**TEKS DITAMPILKAN**:
****

Tubuh manusia yang biasanya hadir mendominasi linimasa di Instagram dengan
pose-pose tertentu yang terkesan template justru dihadirkan dalam
pose-pose janggal sembari bertaut erat dengan benda-benda rumahan. Wajah yang
umumnya hadir gamblang justru dileburkan dengan ditempeli secara visual oleh
helm, tas, pakaian, atau bahkan tubuh manusia lainnya. Dalam hal ini, aksi
melekatkan justru bertransformasi menjadi upaya menghancurkan sebuah pakem
komposisi visual tertentu yang telah mapan.
Menelusuri
lebih jauh pemikiran mengenai media kontemporer dan fotografi, Vilém Flusser pernah
memaparkan bahwa loop feedback atau lingkaran umpan balik antara gambar
dan pemirsanya memungkinkan gambar-gambar berubah menjadi sebagaimana yang
diinginkan sang pemirsa, sedangkan para pemirsa pun berubah menjadi sebagaimana
yang diinginkan gambar-gambar.[4]
Meski pendapat ini ditulis dalam rangka membayangkan fotografi di tengah
penemuan teknologi komputer di tahun 1970an hingga 1980an, agaknya pemikiran
ini masih cukup relevan untuk dihadapkan dengan situasi fotografi dan
masyarakat media kini. Kita bisa meninjaunya terutama pada bagaimana platform
seperti Instagram mampu menciptakan sejenis estetika visual tersendiri yang
kemudian membentuk selera pemirsa/penggunanya.

****

Data penunjukan ekspresi rujukan:
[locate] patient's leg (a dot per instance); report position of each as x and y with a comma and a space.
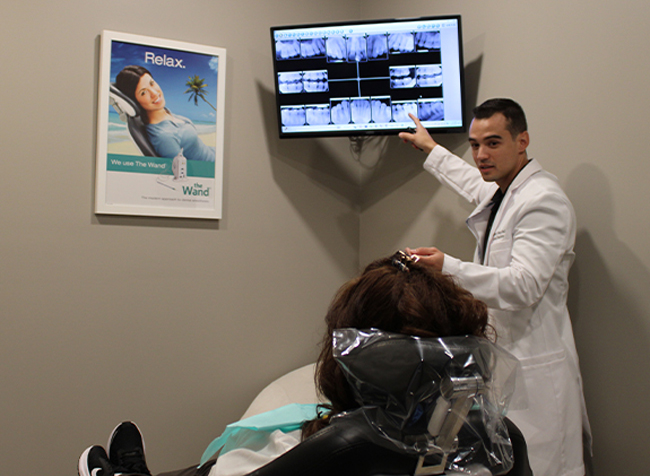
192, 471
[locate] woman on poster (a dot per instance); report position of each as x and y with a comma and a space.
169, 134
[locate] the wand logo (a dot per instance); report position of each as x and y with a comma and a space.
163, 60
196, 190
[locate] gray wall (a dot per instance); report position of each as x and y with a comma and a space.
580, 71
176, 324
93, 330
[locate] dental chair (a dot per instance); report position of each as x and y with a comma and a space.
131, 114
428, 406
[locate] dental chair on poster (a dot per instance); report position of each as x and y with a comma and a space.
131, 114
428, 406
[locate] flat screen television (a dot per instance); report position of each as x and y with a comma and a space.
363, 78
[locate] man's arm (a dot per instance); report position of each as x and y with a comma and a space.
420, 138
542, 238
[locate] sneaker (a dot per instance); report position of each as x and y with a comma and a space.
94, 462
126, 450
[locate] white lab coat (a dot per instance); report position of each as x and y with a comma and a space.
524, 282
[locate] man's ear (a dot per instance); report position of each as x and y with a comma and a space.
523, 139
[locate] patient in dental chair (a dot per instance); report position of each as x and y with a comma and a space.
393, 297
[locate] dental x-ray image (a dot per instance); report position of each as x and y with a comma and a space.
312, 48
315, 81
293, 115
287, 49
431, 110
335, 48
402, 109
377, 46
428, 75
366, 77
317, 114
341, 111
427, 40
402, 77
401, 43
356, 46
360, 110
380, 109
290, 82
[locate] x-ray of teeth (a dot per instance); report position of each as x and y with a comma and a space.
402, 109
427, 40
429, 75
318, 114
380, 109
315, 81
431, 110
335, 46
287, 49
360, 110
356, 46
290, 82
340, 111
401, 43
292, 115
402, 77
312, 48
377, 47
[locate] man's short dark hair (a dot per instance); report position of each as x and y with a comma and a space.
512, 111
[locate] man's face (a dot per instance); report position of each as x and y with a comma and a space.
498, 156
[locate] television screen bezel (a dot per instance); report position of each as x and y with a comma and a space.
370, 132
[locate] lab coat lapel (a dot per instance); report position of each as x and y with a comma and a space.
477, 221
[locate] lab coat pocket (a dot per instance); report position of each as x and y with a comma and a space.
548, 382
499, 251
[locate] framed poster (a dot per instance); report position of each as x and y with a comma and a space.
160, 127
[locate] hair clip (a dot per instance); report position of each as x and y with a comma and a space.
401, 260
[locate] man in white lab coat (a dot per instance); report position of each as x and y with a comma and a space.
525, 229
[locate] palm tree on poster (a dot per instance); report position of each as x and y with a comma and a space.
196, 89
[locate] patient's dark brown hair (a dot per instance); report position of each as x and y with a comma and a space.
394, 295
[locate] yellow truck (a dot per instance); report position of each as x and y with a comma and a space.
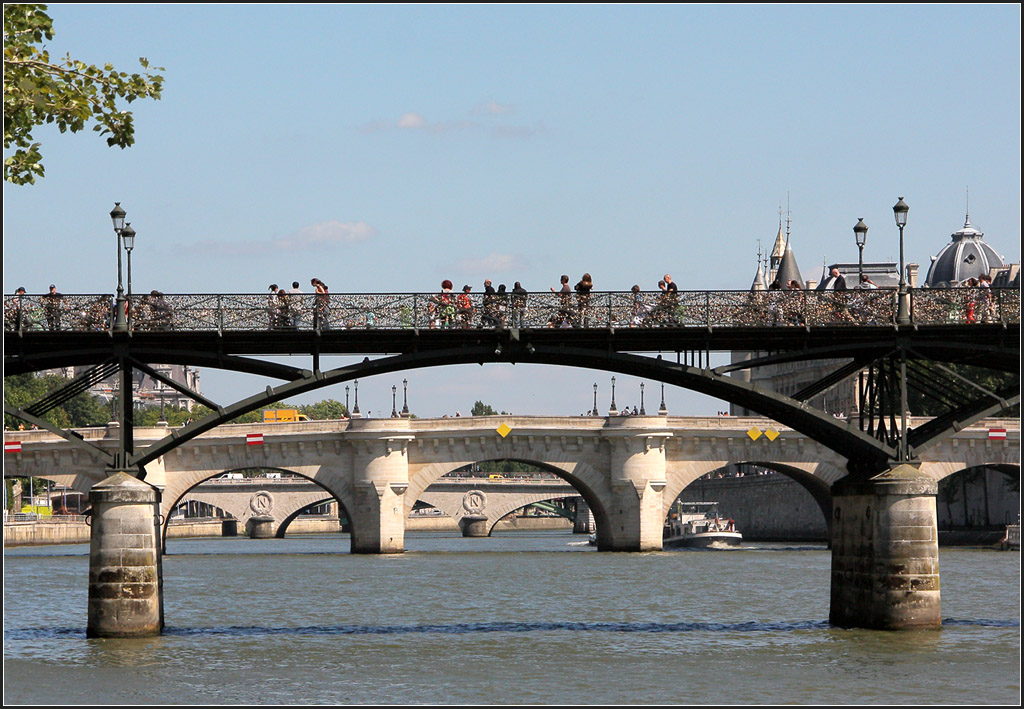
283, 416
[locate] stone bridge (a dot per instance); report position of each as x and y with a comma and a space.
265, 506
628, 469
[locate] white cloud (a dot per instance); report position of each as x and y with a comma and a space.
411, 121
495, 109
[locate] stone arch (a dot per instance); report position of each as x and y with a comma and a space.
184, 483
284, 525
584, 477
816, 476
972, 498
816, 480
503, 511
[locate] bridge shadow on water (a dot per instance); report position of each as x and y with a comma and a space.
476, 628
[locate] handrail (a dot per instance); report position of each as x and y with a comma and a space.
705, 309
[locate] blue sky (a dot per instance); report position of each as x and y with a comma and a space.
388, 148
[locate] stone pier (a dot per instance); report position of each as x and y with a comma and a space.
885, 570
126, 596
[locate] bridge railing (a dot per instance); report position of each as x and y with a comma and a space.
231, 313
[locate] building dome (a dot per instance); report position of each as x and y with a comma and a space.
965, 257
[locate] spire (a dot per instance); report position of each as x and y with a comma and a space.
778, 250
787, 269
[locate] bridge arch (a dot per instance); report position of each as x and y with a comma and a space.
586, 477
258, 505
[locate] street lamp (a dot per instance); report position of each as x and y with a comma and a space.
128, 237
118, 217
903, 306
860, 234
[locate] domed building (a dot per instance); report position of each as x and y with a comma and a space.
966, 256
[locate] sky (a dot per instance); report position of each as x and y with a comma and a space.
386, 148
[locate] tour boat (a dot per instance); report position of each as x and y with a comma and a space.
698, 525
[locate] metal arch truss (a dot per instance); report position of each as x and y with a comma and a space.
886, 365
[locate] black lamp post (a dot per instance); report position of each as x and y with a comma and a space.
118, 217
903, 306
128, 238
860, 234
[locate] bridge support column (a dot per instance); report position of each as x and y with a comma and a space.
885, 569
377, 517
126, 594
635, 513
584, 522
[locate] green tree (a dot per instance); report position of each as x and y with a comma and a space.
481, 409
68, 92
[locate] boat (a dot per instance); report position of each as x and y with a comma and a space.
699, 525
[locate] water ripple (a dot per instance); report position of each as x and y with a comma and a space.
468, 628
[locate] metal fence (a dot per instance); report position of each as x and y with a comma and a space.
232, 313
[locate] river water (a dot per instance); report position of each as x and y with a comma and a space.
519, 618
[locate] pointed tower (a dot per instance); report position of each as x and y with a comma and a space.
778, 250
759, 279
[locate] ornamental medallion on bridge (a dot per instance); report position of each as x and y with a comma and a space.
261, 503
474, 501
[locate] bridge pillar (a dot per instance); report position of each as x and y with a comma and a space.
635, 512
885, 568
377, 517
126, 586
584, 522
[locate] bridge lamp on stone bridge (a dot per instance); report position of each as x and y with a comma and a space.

****

**BUTIR TUGAS**: Tolong tulis ulang bagian teks tentang fotografi di Instagram dari "Tubuh manusia yang" sampai dengan "yang telah mapan.", dengan menukar "helm" menjadi "topi".

**HASIL TUGAS**:
Tubuh manusia yang biasanya hadir mendominasi linimasa di Instagram dengan
pose-pose tertentu yang terkesan template justru dihadirkan dalam
pose-pose janggal sembari bertaut erat dengan benda-benda rumahan. Wajah yang
umumnya hadir gamblang justru dileburkan dengan ditempeli secara visual oleh
topi, tas, pakaian, atau bahkan tubuh manusia lainnya. Dalam hal ini, aksi
melekatkan justru bertransformasi menjadi upaya menghancurkan sebuah pakem
komposisi visual tertentu yang telah mapan.